### [Aufgabenstellung A]
Beantworten Sie anhand des Predigtauszugs zu Hiob 2 die folgenden Fragen:
(i) An welchem Sonntag und Datum wurde die Predigt gehalten?
(ii) Wer hielt die Predigt?
(iii) Wie lange saßen die drei Freunde schweigend mit Hiob auf der Erde?
### [Aufgabenstellung B]
Kopieren Sie aus dem Predigtauszug zu Hiob 2 wortgetreu den Abschnitt von „11 Als aber“ bis einschließlich „sehr groß war.“.
### [Aufgabenstellung C]
Schreiben Sie den Predigtauszug zu Hiob 2 im Anschluss an seinen letzten Satz weiter.

Kirche St. Johannis Harvestehude, Hamburg – Warum?

Warum?

Predigt am 26. Februar
Pastorin

Dr. Claudia Tietz

Sonntag Invokavit, 26. Februar 2023

Predigt zu Hiob 2, 1–13

Predigttext: Hiob 2, 1–13

Es begab sich aber eines Tages, da die Gottessöhne kamen und vor den HERRN traten, dass auch der Satan mit ihnen kam und vor den HERRN trat. 2 Da sprach der HERR zu dem Satan: Wo kommst du her? Der Satan antwortete dem HERRN und sprach: Ich habe die Erde hin und her durchzogen. 3 Der HERR sprach zu dem Satan: Hast du acht auf meinen Knecht Hiob gehabt? Denn es ist seinesgleichen auf Erden nicht, fromm und rechtschaffen, gottesfürchtig und meidet das Böse und hält noch fest an seiner Frömmigkeit; du aber hast mich bewogen, ihn ohne Grund zu verderben. 4 Der Satan antwortete dem HERRN und sprach: Haut für Haut! Und alles, was ein Mann hat, lässt er für sein Leben. 5 Aber strecke deine Hand aus und taste sein Gebein und Fleisch an: Was gilt’s, er wird dir ins Angesicht fluchen! 6 Der HERR sprach zu dem Satan: Siehe da, er sei in deiner Hand, doch schone sein Leben! 7 Da ging der Satan hinaus vom Angesicht des HERRN und schlug Hiob mit bösen Geschwüren von der Fußsohle an bis auf seinen Scheitel. 8 Und er nahm eine Scherbe und schabte sich und saß in der Asche. 9 Und seine Frau sprach zu ihm: Hältst du noch fest an deiner Frömmigkeit? Fluche Gott und stirb! 10 Er aber sprach zu ihr: Du redest, wie die törichten Frauen reden. Haben wir Gutes empfangen von Gott und sollten das Böse nicht auch annehmen? In diesem allen versündigte sich Hiob nicht mit seinen Lippen.

11 Als aber die drei Freunde Hiobs all das Unglück hörten, das über ihn gekommen war, kamen sie, ein jeder aus seinem Ort: Elifas von Teman, Bildad von Schuach und Zofar von Naama. Denn sie wurden eins, dass sie kämen, ihn zu beklagen und zu trösten. 12 Und als sie ihre Augen aufhoben von ferne, erkannten sie ihn nicht und erhoben ihre Stimme und weinten, und ein jeder zerriss sein Kleid, und sie warfen Staub gen Himmel auf ihr Haupt 13 und saßen mit ihm auf der Erde sieben Tage und sieben Nächte und redeten nichts mit ihm; denn sie sahen, dass der Schmerz sehr groß war.

### [Vorliegende Datensätze]
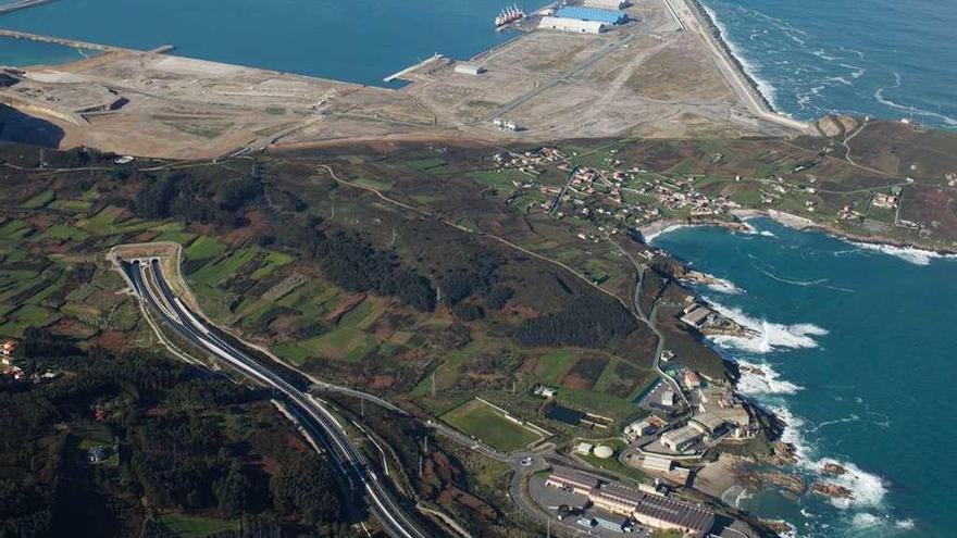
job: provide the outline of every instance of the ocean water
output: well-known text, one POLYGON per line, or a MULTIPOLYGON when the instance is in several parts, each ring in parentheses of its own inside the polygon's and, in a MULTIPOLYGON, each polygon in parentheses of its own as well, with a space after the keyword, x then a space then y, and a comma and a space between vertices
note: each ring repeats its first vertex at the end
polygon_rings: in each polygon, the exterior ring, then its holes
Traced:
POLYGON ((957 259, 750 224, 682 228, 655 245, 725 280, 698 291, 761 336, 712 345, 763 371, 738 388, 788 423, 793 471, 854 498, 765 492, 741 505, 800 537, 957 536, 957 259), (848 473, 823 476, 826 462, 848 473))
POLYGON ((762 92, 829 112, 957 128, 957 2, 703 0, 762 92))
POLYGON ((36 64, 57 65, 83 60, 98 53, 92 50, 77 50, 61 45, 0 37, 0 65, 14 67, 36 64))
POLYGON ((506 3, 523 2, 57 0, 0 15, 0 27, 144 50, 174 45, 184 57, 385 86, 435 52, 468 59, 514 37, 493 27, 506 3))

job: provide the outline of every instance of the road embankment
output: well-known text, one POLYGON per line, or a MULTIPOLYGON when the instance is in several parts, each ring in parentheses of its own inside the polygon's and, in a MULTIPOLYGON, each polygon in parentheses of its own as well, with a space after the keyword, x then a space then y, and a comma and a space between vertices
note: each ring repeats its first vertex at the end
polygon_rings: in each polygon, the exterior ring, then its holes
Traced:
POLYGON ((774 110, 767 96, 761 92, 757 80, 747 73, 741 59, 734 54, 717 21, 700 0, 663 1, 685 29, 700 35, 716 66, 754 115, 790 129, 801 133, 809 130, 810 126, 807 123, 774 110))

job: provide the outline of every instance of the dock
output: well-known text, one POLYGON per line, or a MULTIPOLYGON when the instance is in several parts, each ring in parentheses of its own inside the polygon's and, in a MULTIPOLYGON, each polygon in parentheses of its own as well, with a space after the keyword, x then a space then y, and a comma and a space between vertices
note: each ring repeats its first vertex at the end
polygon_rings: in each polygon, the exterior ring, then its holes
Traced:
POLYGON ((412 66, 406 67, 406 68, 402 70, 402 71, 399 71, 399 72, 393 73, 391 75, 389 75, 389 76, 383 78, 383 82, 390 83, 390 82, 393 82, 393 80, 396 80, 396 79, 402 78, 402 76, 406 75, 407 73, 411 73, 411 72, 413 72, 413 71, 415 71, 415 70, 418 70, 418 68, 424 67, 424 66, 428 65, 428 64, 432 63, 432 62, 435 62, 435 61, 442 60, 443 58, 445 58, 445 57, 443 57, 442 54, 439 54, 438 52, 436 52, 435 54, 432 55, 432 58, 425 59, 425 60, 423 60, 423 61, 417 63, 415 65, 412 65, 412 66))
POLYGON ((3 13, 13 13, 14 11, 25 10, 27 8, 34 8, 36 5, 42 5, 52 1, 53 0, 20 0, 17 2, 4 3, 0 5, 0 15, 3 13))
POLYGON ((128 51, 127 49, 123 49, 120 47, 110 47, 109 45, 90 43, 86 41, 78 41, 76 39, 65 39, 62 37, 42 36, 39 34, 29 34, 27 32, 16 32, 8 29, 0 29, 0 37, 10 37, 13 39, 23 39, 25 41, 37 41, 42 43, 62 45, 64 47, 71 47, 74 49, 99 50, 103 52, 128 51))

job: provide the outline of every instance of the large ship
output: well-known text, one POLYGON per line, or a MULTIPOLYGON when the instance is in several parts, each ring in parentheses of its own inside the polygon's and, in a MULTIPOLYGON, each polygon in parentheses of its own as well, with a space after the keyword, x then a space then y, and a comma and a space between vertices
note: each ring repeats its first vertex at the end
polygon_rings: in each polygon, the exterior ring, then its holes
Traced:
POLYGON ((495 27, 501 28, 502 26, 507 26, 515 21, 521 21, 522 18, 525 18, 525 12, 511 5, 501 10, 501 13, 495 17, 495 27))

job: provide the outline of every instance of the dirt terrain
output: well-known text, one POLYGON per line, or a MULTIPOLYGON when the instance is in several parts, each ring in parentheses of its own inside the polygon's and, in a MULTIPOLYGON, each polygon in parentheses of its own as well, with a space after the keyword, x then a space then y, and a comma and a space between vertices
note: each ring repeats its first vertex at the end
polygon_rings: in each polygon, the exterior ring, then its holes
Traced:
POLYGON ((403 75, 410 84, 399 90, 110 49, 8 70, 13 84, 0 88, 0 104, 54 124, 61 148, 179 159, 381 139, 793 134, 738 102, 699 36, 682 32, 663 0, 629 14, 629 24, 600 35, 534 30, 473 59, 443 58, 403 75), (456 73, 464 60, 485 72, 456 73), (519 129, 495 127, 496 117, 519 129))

### [Endgültige Antwort A]
(i) Am Sonntag Invokavit, dem 26. Februar 2023
(ii) Pastorin Dr. Claudia Tietz
(iii) Sieben Tage und sieben Nächte

### [Endgültige Antwort B]
11 Als aber die drei Freunde Hiobs all das Unglück hörten, das über ihn gekommen war, kamen sie, ein jeder aus seinem Ort: Elifas von Teman, Bildad von Schuach und Zofar von Naama. Denn sie wurden eins, dass sie kämen, ihn zu beklagen und zu trösten. 12 Und als sie ihre Augen aufhoben von ferne, erkannten sie ihn nicht und erhoben ihre Stimme und weinten, und ein jeder zerriss sein Kleid, und sie warfen Staub gen Himmel auf ihr Haupt 13 und saßen mit ihm auf der Erde sieben Tage und sieben Nächte und redeten nichts mit ihm; denn sie sahen, dass der Schmerz sehr groß war.

### [Endgültige Antwort C]
 

Predigt

Gnade sei mit euch und Friede von Gott!

Warum?

Als ich dieses Fragewort gegoogelt habe, erschienen auf meinem Bildschirm ganz oben drei Warum-Fragen in dieser Reihenfolge: 1. Warum hast du nicht Nein gesagt? 2. Warum ist der Himmel blau? Und 3. Warum ist die Banane krumm?

Eine wunderbare Zusammenstellung von Warum-Fragen, finde ich! Sie stellen einige der grundlegenden menschlichen Fragen in völlig weltliche, allgemeinverständliche Kontexte.

Die erstgenannte Warum-Frage: Warum hast du nicht Nein gesagt? erschließt sich sofort durch die verlinkten YouTube-Videos von Maite Kelly und Roland Kaiser. Es scheint ihr bester Schlagerhit zu sein, alle paar Jahre wieder in Neuauflage. Und es geht, natürlich, um die Liebe! Um Anziehung, Verführung und Untreue – um all das Schöne und Schreckliche, was zwischen zwei Menschen lodern kann und sprichwörtlich schon mit Adam und Eva angefangen hat.

Warum finden manche Menschen die Liebe – vielleicht sogar die Liebe ihres Lebens – und andere nicht? Und bleiben allein oder in unzufriedenen Beziehungen? Warum können Menschen manchmal nicht Nein sagen und tun das ihren Partnerinnen und Partnern an: Lügen, Fremdgehen und die Liebe verraten, die sie sich einmal versprochen haben?

Die Liebe, eins der größten Themen in unserem Leben – aber wir können sie nicht beherrschen. Eine Macht Gottes ist sie, unverfügbar und stark.

Die zweite, auf Google gelistete Frage lautet: Warum ist der Himmel blau?

Diese Frage hat mich überrascht: Denken wirklich so viele Menschen darüber nach, warum der Himmel blau ist?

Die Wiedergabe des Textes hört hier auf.